(What you are asked to do) Print the passage on college-wide goals and objectives below word for word, in full.

(Supplied passage)
========================================

Linkage to Larger College-wide Goals and Objectives
What has been discussed thus far is very IT- and library-centric. From time to time, we all need to be reminded that we are here to support the ongoing mission of the College. To that end, I’ve listed below strategic conversations that are underway on campus. I challenge us all to think about what we do can do both to support and, at times, provide leadership as the College develops itself as the global liberal arts college. In subsequent editions of this report and LIS conversations, you can expect our planning to connect explicitly to the planning efforts embodied in:

  • Re-accreditation Projections
    In producing our self-study in support of the visit by the NEASC re-accreditation team, we gave ourselves an ambitious list of activities that we committed to pursuing in the coming years. In addition to LIS-specific projections, we have been looking at all of the projections and asking ourselves what (if anything) can we do to support the work that the College will be pursuing to improve itself.
  • Revised Strategic Plan
    In addition to the self-study projections, we still have our strategic plan on the books, with a handful of key items still on the ‘to do’ list.
  • College Council
    The College formed the College Council to identify those initiatives in our various undergraduate and graduate programs that can help realize the promise that our collective resources will allow us to provide an educational experience that each school can not provide on its own.

========================================

(Excerpts from a point labeling dataset)

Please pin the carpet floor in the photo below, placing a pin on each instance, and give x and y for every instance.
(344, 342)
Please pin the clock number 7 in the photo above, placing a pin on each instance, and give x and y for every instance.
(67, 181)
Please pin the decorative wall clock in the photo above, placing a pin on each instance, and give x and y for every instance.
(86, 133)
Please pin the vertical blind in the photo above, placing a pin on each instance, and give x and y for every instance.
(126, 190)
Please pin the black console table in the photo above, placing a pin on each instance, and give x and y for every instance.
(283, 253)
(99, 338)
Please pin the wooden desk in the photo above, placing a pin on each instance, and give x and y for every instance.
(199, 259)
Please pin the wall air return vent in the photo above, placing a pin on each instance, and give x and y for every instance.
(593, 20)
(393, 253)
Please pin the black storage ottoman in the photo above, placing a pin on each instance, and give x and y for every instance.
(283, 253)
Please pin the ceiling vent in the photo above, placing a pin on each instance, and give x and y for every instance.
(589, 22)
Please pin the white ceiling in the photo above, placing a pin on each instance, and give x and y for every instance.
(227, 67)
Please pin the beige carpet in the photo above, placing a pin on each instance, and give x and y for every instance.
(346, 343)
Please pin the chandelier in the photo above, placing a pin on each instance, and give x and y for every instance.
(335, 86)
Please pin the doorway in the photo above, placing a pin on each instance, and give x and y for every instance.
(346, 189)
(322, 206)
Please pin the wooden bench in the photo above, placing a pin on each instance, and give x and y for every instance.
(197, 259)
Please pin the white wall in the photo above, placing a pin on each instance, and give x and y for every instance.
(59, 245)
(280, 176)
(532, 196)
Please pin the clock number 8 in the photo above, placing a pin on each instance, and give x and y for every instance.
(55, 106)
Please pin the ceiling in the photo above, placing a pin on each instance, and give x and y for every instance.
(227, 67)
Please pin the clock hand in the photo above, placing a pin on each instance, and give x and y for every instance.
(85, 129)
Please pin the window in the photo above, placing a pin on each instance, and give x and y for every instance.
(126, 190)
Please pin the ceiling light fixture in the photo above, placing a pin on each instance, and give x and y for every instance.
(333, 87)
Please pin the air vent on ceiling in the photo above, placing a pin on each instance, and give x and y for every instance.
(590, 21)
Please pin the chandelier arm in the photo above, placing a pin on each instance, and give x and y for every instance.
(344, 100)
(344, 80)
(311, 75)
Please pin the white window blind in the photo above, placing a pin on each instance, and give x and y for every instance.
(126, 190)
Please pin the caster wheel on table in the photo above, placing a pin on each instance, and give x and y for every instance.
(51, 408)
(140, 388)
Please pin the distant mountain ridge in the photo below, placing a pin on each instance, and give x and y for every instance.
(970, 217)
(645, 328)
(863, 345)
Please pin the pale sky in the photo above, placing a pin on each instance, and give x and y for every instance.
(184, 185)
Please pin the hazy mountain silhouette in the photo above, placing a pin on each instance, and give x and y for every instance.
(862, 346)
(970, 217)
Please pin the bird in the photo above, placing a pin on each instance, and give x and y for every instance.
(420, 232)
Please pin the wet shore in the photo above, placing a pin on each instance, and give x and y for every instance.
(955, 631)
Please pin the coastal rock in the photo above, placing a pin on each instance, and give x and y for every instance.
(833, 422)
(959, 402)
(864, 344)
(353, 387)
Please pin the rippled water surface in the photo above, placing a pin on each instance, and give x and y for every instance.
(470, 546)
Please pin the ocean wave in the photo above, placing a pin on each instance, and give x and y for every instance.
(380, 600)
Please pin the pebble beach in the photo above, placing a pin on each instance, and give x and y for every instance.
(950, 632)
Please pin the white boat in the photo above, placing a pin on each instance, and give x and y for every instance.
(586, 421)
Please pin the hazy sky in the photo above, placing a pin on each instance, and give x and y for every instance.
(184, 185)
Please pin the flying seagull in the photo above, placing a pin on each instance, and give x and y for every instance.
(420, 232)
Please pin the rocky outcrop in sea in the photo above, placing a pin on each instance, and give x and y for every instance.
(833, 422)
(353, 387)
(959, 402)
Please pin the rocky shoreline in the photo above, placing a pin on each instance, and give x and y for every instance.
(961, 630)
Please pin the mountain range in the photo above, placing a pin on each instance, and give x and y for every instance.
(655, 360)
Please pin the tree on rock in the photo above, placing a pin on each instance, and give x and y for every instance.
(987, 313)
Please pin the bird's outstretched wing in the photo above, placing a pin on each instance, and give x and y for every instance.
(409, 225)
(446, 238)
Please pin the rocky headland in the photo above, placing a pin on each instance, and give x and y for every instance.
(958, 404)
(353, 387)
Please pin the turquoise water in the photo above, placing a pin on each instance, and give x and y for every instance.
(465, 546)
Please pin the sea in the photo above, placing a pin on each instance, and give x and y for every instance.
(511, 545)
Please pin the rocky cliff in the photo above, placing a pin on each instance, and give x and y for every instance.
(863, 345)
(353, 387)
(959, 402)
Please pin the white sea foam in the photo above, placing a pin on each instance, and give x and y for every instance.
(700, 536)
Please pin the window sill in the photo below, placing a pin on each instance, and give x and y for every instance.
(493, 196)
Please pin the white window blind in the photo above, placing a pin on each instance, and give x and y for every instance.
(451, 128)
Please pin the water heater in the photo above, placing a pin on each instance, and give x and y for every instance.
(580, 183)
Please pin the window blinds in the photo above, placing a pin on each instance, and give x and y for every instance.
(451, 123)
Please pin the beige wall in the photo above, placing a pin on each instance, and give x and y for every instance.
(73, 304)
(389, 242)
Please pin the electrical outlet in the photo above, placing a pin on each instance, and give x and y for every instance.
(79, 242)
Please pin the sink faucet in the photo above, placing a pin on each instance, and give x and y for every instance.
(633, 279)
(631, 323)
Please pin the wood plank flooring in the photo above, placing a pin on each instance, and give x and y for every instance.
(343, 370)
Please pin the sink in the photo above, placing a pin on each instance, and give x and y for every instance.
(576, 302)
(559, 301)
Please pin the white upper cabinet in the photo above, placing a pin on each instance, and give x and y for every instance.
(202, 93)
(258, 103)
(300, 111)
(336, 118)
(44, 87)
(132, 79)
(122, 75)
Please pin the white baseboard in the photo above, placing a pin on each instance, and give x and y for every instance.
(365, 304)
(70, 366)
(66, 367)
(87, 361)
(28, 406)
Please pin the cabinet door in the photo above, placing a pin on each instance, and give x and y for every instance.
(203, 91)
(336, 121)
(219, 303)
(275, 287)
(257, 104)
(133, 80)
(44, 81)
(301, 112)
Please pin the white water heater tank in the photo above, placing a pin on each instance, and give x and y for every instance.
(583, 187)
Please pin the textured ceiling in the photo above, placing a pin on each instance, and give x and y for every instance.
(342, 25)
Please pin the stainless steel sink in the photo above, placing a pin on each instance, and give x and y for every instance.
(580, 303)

========================================

(Result of this exercise)
Linkage to Larger College-wide Goals and Objectives
What has been discussed thus far is very IT- and library-centric. From time to time, we all need to be reminded that we are here to support the ongoing mission of the College. To that end, I’ve listed below strategic conversations that are underway on campus. I challenge us all to think about what we do can do both to support and, at times, provide leadership as the College develops itself as the global liberal arts college. In subsequent editions of this report and LIS conversations, you can expect our planning to connect explicitly to the planning efforts embodied in:

  • Re-accreditation Projections
    In producing our self-study in support of the visit by the NEASC re-accreditation team, we gave ourselves an ambitious list of activities that we committed to pursuing in the coming years. In addition to LIS-specific projections, we have been looking at all of the projections and asking ourselves what (if anything) can we do to support the work that the College will be pursuing to improve itself.
  • Revised Strategic Plan
    In addition to the self-study projections, we still have our strategic plan on the books, with a handful of key items still on the ‘to do’ list.
  • College Council
    The College formed the College Council to identify those initiatives in our various undergraduate and graduate programs that can help realize the promise that our collective resources will allow us to provide an educational experience that each school can not provide on its own.